#### [Collection entries]
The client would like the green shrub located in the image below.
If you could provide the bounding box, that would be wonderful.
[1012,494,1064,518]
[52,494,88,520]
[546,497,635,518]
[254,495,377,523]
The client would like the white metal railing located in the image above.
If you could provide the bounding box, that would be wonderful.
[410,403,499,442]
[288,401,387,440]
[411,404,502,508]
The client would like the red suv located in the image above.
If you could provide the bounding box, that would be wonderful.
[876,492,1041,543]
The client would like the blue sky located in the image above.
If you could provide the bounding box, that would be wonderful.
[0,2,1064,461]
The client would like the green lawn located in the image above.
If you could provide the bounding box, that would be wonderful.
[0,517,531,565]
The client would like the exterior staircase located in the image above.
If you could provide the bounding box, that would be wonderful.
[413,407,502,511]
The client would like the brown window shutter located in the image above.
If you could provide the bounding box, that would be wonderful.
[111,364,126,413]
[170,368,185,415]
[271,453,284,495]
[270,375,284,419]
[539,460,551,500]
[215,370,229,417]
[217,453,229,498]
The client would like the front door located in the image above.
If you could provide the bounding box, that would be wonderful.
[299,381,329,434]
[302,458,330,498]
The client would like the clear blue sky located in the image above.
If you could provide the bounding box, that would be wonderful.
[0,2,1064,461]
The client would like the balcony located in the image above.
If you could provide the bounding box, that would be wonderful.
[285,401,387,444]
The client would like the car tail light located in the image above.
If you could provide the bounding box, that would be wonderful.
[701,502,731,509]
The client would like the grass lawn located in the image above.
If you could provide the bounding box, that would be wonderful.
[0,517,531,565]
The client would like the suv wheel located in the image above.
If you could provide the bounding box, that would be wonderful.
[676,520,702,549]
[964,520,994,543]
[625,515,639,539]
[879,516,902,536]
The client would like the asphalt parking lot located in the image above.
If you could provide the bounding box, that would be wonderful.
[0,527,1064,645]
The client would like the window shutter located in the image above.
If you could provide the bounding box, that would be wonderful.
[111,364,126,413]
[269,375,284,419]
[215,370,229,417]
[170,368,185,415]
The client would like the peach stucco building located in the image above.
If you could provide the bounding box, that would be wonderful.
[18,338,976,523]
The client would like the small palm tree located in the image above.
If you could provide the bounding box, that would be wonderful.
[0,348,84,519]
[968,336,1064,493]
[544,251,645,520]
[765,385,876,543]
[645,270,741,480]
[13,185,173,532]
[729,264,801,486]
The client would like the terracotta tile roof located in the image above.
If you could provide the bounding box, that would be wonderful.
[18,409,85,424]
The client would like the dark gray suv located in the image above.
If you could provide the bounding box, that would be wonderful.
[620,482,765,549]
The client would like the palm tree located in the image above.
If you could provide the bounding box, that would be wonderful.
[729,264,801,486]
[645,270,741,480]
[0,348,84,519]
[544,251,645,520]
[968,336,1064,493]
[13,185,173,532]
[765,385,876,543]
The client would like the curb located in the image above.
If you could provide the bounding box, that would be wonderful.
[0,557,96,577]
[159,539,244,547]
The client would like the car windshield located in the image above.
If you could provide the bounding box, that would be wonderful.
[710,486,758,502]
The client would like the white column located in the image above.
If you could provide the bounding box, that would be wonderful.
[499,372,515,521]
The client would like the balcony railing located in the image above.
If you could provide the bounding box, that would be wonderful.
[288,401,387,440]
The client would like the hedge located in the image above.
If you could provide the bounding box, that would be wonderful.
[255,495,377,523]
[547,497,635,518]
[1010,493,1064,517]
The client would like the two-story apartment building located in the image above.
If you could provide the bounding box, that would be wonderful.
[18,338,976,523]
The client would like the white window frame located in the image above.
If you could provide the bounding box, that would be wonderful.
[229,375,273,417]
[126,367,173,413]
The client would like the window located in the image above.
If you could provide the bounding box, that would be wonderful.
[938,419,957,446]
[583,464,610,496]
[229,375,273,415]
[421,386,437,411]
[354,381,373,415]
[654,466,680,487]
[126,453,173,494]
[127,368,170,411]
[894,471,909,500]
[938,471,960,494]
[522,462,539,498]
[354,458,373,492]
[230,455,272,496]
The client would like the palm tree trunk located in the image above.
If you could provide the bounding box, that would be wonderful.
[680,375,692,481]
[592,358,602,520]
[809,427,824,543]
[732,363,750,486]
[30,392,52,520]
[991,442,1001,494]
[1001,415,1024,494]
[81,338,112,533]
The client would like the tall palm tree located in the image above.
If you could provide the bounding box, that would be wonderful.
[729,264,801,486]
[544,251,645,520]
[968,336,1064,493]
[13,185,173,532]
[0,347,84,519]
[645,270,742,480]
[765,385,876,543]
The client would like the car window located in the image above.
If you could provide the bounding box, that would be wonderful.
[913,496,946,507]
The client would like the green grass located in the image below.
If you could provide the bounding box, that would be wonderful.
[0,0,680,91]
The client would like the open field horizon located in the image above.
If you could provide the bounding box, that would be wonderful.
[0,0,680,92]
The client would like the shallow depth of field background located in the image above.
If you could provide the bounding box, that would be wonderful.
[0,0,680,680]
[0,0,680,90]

#### [Exercise goal]
Print the lines above again, word for word, from first to last.

#### [Expected output]
The client would like the green shrub located in the image below.
If you could provide the bounding box, that would be wonderful.
[1012,494,1064,518]
[52,494,88,520]
[546,497,635,518]
[254,495,377,523]
The client would like the white metal railing located in the image above.
If you could provide the bounding box, that would be wonderful.
[410,403,499,442]
[288,401,387,440]
[411,404,502,508]
The client would like the red suv located in the image above.
If you could provide the bounding box, that would be wonderful.
[876,492,1041,543]
The client would like the blue sky located in the image above.
If you could provide the bounding box, that would be wonderful.
[0,2,1064,461]
The client would like the green lawn located in the image above.
If you could provide the bounding box, that would be wonderful.
[0,517,531,565]
The client would like the exterior staircase located in the image above.
If you could provide the bounding box, that would be wonderful.
[413,407,502,511]
The client would like the brown window shutter located in the image above.
If you could provide the bounding box, that would be wonderful.
[111,364,126,413]
[170,368,185,415]
[271,453,284,495]
[270,375,284,419]
[539,460,551,500]
[215,370,229,417]
[217,453,229,498]
The client would like the front door located in the image above.
If you could provide the bounding box, that would be wonderful.
[299,381,329,434]
[302,458,330,498]
The client would like the clear blue sky located in the image above.
If you could provide the bounding box, that would be wonderful.
[0,2,1064,461]
The client would like the balcony located in the image above.
If you could provide the bounding box, that would be wonderful.
[285,401,387,444]
The client would like the car tail light located in the image above.
If you could provide the bounding box, that would be wonderful.
[701,502,731,509]
The client would like the grass lawn located in the image above.
If you could provide the bounding box, that would be wonderful.
[0,517,531,565]
The client would like the suv wheel located in the image above.
If you could provide the bounding box, that would be wonderful.
[676,520,702,549]
[964,520,994,543]
[625,515,639,539]
[879,516,902,536]
The client would like the asphalt parking lot located in the image above.
If you could provide the bounding box, that would be wonderful.
[0,527,1064,645]
The client would like the window shutter located in the image above.
If you could provide the bounding box, that would be wonderful.
[111,364,126,413]
[269,375,284,419]
[215,370,229,417]
[170,368,185,415]
The client would like the peach stucco building located in the image above.
If you could provide the bounding box, that would be wonderful.
[18,338,976,523]
The client would like the small palm tree located in the image above.
If you could provide the bounding box, that would be wonderful.
[0,348,84,519]
[968,336,1064,493]
[544,251,645,520]
[765,385,876,543]
[645,270,741,480]
[13,185,173,532]
[729,264,801,486]
The client would like the terracotta tile roof located in the image above.
If you could provide the bounding box, that would be wonderful.
[18,409,85,424]
The client would like the dark gray suv located in the image above.
If you could provide the bounding box, that would be wonderful.
[620,482,765,549]
The client would like the palm tree located in the image above.
If you could provide the bounding box, that would be wonderful.
[729,264,801,486]
[645,270,741,480]
[0,348,84,519]
[544,251,645,520]
[968,336,1064,493]
[13,185,173,532]
[765,385,876,543]
The client would like the curb located in the image above.
If you could provide the bounding box, that would be wonderful.
[0,557,96,577]
[159,539,244,547]
The client would like the car windshield located in the image above.
If you could provide the bounding box, that would be wonderful.
[710,486,758,502]
The client would like the white column located in the image above.
If you could provide the bounding box, that would be wonderful.
[499,372,515,521]
The client would like the balcony railing located in the image above.
If you could provide the bounding box, that would be wonderful.
[288,401,387,440]
The client would like the hedge located in the image above.
If you could provide the bounding box, that would be wonderful.
[255,495,377,523]
[547,497,635,518]
[1010,493,1064,517]
The client would like the two-story apartment building located in the image above.
If you could provide the bounding box, that would be wonderful.
[18,338,976,523]
The client would like the white window frame located in the image above.
If you could provide the bounding box, that would be wonderful.
[229,375,273,417]
[126,367,173,413]
The client would like the window located in the image above.
If you could provide the bounding box, that would be wonderful.
[938,419,957,446]
[583,464,610,496]
[229,375,273,415]
[421,386,437,411]
[354,381,373,415]
[654,466,680,487]
[126,453,173,494]
[127,368,170,411]
[894,471,909,500]
[938,471,960,494]
[522,462,539,498]
[354,458,373,492]
[230,455,272,496]
The client would like the palm tree trunk located in the image above.
If you could provide the bounding box, that would be wonderful.
[680,375,692,481]
[592,358,602,520]
[809,427,824,543]
[732,363,750,486]
[30,392,52,520]
[991,442,1001,494]
[1001,415,1024,494]
[81,338,112,533]
The client would like the tall palm tree located in the image above.
If you could provide the bounding box, that would be wonderful.
[729,264,801,486]
[544,251,645,520]
[968,336,1064,493]
[13,185,173,532]
[0,347,84,519]
[645,270,742,480]
[765,385,876,543]
The client would like the car window located in the image above.
If you could provide the bounding box, that would be wonderful.
[913,496,946,507]
The client would like the green grass located in the image below.
If you could provide the bounding box, that would be wonderful.
[0,0,680,91]
The client would like the open field horizon located in the image above.
If you could provide the bounding box, that would be wonderful.
[0,0,680,92]
The client would like the shallow depth of field background located in the image above.
If you could provide the bounding box, that would be wonderful.
[0,0,680,680]
[0,0,680,90]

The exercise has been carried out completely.